--- BEGIN SOURCE RECORDS ---

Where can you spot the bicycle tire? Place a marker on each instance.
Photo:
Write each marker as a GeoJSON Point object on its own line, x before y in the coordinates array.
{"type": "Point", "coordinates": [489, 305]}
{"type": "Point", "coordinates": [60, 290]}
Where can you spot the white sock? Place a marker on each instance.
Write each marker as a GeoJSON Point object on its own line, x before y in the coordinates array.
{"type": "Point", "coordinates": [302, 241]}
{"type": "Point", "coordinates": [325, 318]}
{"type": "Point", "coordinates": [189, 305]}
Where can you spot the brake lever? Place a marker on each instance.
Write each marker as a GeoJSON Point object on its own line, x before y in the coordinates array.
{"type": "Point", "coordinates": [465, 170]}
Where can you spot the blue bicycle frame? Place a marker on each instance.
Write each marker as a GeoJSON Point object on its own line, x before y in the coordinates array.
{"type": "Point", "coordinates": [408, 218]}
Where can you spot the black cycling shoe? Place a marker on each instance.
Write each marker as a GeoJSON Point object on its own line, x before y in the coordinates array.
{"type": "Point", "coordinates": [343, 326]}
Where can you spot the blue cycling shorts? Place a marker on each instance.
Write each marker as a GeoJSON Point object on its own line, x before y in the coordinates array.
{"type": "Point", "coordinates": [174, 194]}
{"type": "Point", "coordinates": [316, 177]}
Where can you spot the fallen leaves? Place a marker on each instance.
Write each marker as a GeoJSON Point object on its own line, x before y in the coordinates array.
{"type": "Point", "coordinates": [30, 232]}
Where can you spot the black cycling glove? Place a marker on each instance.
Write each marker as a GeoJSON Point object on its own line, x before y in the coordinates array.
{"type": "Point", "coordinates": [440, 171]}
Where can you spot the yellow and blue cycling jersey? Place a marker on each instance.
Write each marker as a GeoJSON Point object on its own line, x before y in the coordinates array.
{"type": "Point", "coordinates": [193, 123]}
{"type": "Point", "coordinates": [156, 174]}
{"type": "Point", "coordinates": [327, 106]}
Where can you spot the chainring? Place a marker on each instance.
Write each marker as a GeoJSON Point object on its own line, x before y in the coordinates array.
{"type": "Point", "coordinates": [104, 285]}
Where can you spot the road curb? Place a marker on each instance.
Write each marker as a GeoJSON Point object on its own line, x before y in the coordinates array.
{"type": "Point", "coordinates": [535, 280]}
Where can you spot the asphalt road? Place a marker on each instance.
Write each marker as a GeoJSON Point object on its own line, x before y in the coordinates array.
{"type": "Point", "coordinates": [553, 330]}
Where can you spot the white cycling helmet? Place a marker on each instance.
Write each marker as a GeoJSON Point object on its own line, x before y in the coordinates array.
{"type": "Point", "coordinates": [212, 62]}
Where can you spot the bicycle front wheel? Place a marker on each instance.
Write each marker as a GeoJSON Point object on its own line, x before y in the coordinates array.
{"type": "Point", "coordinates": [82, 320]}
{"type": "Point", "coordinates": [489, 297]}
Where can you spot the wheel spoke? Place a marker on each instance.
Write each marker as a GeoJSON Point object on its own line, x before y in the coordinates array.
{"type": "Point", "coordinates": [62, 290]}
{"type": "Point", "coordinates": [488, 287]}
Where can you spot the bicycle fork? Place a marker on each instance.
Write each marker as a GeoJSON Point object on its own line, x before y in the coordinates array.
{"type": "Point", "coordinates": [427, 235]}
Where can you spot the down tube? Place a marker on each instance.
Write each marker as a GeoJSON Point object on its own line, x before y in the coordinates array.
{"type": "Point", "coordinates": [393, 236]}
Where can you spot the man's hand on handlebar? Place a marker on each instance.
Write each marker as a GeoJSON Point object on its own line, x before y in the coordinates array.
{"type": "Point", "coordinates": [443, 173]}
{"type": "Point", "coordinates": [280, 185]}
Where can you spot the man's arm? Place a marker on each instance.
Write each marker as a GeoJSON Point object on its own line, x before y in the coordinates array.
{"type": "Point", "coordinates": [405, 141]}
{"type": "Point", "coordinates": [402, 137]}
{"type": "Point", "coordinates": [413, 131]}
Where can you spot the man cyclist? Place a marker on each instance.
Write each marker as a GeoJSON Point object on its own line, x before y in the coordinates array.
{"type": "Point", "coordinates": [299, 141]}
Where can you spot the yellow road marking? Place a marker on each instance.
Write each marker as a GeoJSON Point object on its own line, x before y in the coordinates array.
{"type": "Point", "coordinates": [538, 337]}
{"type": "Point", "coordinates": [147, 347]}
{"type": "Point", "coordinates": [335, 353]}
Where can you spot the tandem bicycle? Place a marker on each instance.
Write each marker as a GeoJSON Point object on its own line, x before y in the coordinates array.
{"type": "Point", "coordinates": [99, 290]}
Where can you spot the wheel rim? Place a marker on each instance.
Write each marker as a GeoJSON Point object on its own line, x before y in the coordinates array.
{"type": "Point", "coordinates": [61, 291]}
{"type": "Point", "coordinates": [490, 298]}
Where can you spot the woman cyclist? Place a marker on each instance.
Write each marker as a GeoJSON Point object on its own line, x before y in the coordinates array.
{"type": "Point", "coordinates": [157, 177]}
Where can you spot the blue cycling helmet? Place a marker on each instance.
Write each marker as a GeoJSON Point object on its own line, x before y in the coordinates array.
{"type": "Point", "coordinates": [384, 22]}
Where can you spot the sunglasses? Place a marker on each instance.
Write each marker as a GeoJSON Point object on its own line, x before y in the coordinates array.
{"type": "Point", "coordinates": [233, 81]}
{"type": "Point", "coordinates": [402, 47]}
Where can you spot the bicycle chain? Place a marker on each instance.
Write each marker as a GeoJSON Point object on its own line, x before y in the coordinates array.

--- END SOURCE RECORDS ---

Once more, set down the full listing, verbatim.

→ **RESULT**:
Where can you spot the bicycle tire? Place a marker on each instance.
Photo:
Write each marker as a GeoJSON Point object on its own line, x before y in the coordinates array.
{"type": "Point", "coordinates": [489, 305]}
{"type": "Point", "coordinates": [60, 290]}
Where can you spot the white sock? Place a marker on each instance.
Write each marker as a GeoJSON Point object on its own line, x before y in the coordinates array.
{"type": "Point", "coordinates": [302, 241]}
{"type": "Point", "coordinates": [325, 318]}
{"type": "Point", "coordinates": [189, 305]}
Where can you spot the brake lever? Place a marker on each instance.
Write each marker as a GeoJSON Point object on its own line, x before y in the coordinates array.
{"type": "Point", "coordinates": [465, 170]}
Where can you spot the blue bicycle frame? Place a marker on each instance.
Write each marker as a GeoJSON Point object on its own line, x before y in the coordinates array.
{"type": "Point", "coordinates": [408, 218]}
Where can you spot the black cycling shoe? Place a marker on each instance.
Write each marker as a GeoJSON Point object on its own line, x before y in the coordinates array.
{"type": "Point", "coordinates": [343, 326]}
Where can you spot the blue cycling shorts? Place a marker on each instance.
Write each marker as a GeoJSON Point object on its own line, x before y in the coordinates array.
{"type": "Point", "coordinates": [174, 194]}
{"type": "Point", "coordinates": [316, 177]}
Where can you spot the fallen leaves? Place a marker on each instance.
Write each marker as a GeoJSON Point object on its own line, x before y in the coordinates array.
{"type": "Point", "coordinates": [30, 232]}
Where can you spot the black cycling glove? Place a marker on each instance.
Write each marker as a GeoJSON Point object on its own line, x before y in the coordinates array.
{"type": "Point", "coordinates": [440, 171]}
Where can you spot the yellow and blue cycling jersey? Place a marker on each instance.
Write each marker as a GeoJSON Point object on its own line, x before y in the coordinates array.
{"type": "Point", "coordinates": [193, 123]}
{"type": "Point", "coordinates": [156, 174]}
{"type": "Point", "coordinates": [327, 106]}
Where can you spot the chainring? Place a marker on each instance.
Write each marker as a GeoJSON Point object on its own line, x before y in the coordinates array.
{"type": "Point", "coordinates": [104, 285]}
Where can you spot the road curb? Place a marker on each instance.
Write each marker as a GeoJSON Point object on its own line, x before y in the coordinates array.
{"type": "Point", "coordinates": [535, 280]}
Where can you spot the asphalt road? Place a marker on each instance.
Write each marker as a GeoJSON Point object on its own line, x before y in the coordinates array.
{"type": "Point", "coordinates": [553, 330]}
Where can you spot the white cycling helmet? Place a marker on each instance.
Write each marker as a GeoJSON Point object on its own line, x before y in the coordinates array.
{"type": "Point", "coordinates": [212, 62]}
Where can you spot the bicycle front wheel? Place a marker on each instance.
Write each marker as a GeoJSON Point object on its own line, x before y in the coordinates array.
{"type": "Point", "coordinates": [82, 320]}
{"type": "Point", "coordinates": [489, 297]}
Where can you spot the wheel spoke? Place a marker on each instance.
Write each marker as a GeoJSON Point object on its own line, x before y in the coordinates array.
{"type": "Point", "coordinates": [62, 290]}
{"type": "Point", "coordinates": [488, 287]}
Where can you spot the bicycle fork? Place a marker on each instance.
Write each marker as a GeoJSON Point object on its own line, x before y in the coordinates array.
{"type": "Point", "coordinates": [427, 235]}
Where can you spot the down tube? Place a marker on each instance.
Write each marker as a GeoJSON Point object on its own line, x before y in the coordinates array.
{"type": "Point", "coordinates": [393, 236]}
Where can you spot the man's hand on handlebar? Place a marker on each instance.
Write each marker as a GeoJSON Point object on its own line, x before y in the coordinates array.
{"type": "Point", "coordinates": [443, 173]}
{"type": "Point", "coordinates": [280, 185]}
Where can you spot the man's arm? Place a marker on each instance.
Write each marker as a GeoJSON Point object on its own line, x before y in the coordinates array.
{"type": "Point", "coordinates": [405, 141]}
{"type": "Point", "coordinates": [402, 137]}
{"type": "Point", "coordinates": [413, 131]}
Where can you spot the man cyclist? Place a marker on each instance.
Write each marker as a GeoJSON Point object on its own line, x before y in the coordinates array.
{"type": "Point", "coordinates": [299, 141]}
Where can you spot the yellow road marking? Place a marker on each instance.
Write each marker as a GeoJSON Point object on its own line, x before y in the coordinates array.
{"type": "Point", "coordinates": [538, 337]}
{"type": "Point", "coordinates": [147, 347]}
{"type": "Point", "coordinates": [335, 353]}
Where can you spot the tandem bicycle? Place a marker on each instance.
Write each marker as a GeoJSON Point object on its own line, x before y in the coordinates array.
{"type": "Point", "coordinates": [99, 290]}
Where can you spot the wheel rim? Place a marker on each instance.
Write each marker as a GeoJSON Point object on its own line, x before y in the coordinates array.
{"type": "Point", "coordinates": [61, 291]}
{"type": "Point", "coordinates": [490, 298]}
Where can you spot the woman cyclist? Place a marker on each instance.
Write each marker as a GeoJSON Point object on its own line, x before y in the coordinates array.
{"type": "Point", "coordinates": [157, 177]}
Where can you spot the blue cycling helmet? Place a marker on each instance.
Write each marker as a GeoJSON Point object on its own line, x before y in the coordinates array.
{"type": "Point", "coordinates": [384, 22]}
Where can you spot the sunglasses? Place a marker on each instance.
Write each marker as a GeoJSON Point object on its own line, x before y in the coordinates array.
{"type": "Point", "coordinates": [233, 81]}
{"type": "Point", "coordinates": [402, 47]}
Where can you spot the bicycle chain? Place a marker on each instance.
Write each marker as a GeoJSON Point object on its own line, x before y in the coordinates array.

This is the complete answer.